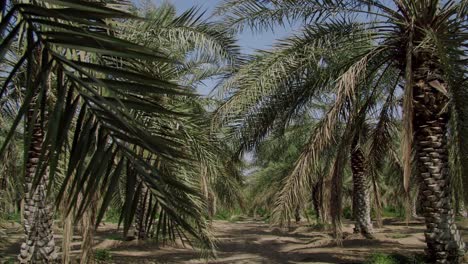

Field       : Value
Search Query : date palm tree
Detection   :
[219,0,468,263]
[0,0,218,263]
[118,3,240,239]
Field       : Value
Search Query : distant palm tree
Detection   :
[0,0,218,263]
[218,0,468,263]
[118,3,240,239]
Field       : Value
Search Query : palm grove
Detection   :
[0,0,468,263]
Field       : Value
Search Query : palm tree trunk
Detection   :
[80,194,98,264]
[62,205,73,263]
[312,179,323,223]
[351,145,372,238]
[18,101,57,263]
[294,206,301,224]
[413,52,465,263]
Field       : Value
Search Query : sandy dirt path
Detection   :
[0,219,468,264]
[103,221,436,264]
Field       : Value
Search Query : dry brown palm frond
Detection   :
[273,53,373,224]
[402,21,413,192]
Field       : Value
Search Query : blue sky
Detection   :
[135,0,293,95]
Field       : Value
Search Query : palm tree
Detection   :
[114,4,240,239]
[220,0,468,263]
[0,0,218,263]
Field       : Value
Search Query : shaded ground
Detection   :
[0,220,468,264]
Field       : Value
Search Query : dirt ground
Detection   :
[0,219,468,264]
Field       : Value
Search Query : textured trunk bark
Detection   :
[294,206,301,224]
[413,52,465,263]
[18,101,57,263]
[411,192,419,218]
[62,206,73,263]
[135,184,150,240]
[312,180,323,223]
[351,146,372,238]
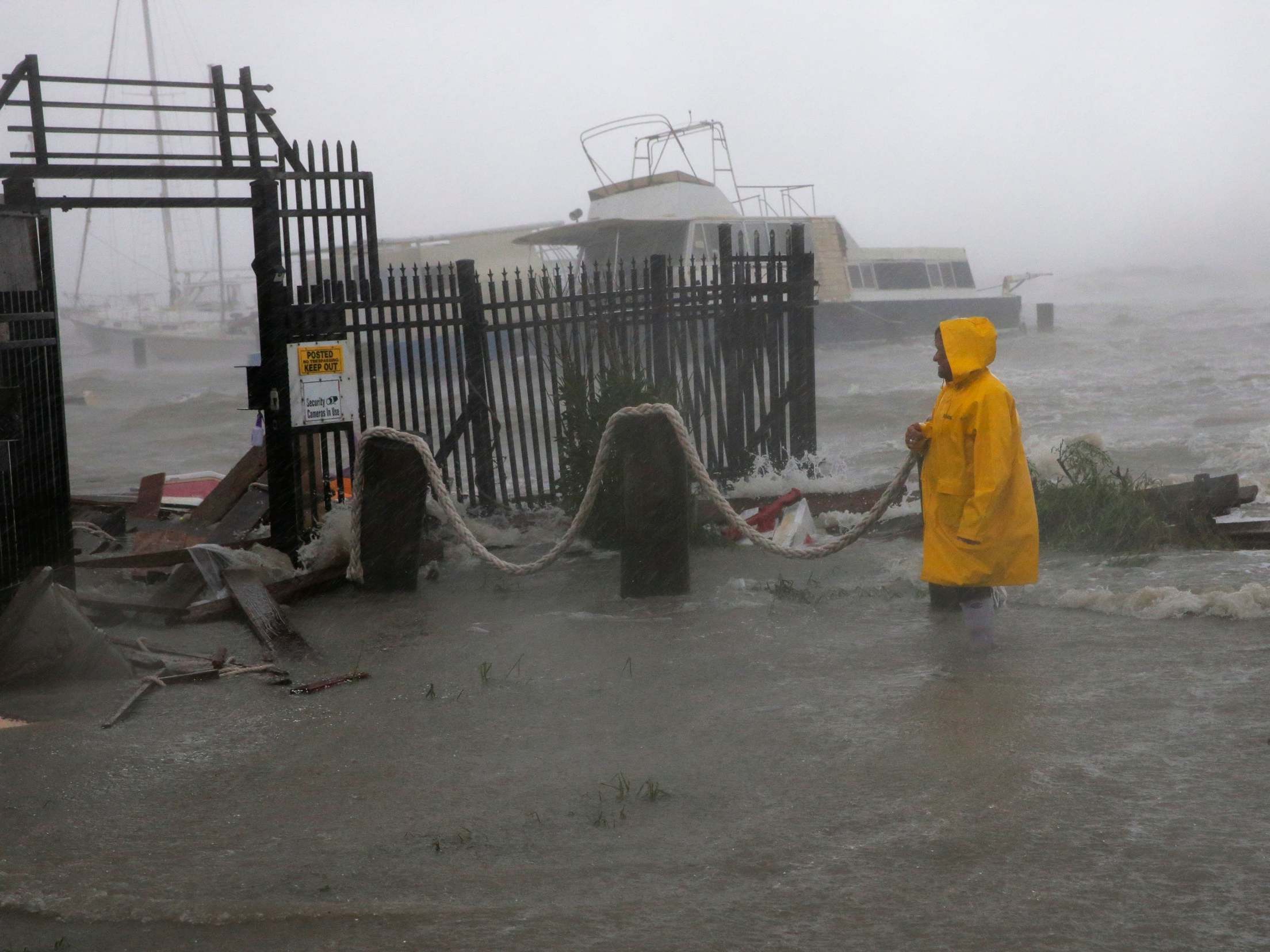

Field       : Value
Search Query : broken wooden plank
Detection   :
[71,505,128,538]
[0,565,53,648]
[207,485,269,544]
[221,569,309,660]
[1139,472,1240,515]
[159,664,286,684]
[75,536,269,569]
[154,562,207,609]
[183,562,348,622]
[76,593,185,620]
[697,485,903,524]
[102,667,166,727]
[187,447,267,525]
[106,636,228,666]
[291,671,371,694]
[129,472,167,519]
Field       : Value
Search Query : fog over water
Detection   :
[0,0,1270,294]
[0,0,1270,952]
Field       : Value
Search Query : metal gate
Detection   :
[0,205,74,605]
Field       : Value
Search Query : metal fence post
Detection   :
[251,178,304,555]
[456,258,498,509]
[648,255,674,387]
[789,225,817,457]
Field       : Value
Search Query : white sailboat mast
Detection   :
[141,0,179,306]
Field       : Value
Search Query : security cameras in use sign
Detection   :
[288,341,357,427]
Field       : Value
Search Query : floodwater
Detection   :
[0,275,1270,950]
::::::::::
What the task requires
In the lines from the start of the records through the line that contains "[0,0,468,263]", rename "Search Query" to "Label Request" and change nothing else. Give only those lines, and leave the pictures out.

Exercise response
Field       : Value
Label Request : date palm tree
Detection   :
[219,0,468,263]
[0,0,218,263]
[118,3,240,239]
Field       : Value
Label Request : distant palm tree
Detection   :
[0,0,218,263]
[218,0,468,263]
[118,3,240,239]
Field       : Value
Label Request : palm grove
Detection   :
[0,0,468,263]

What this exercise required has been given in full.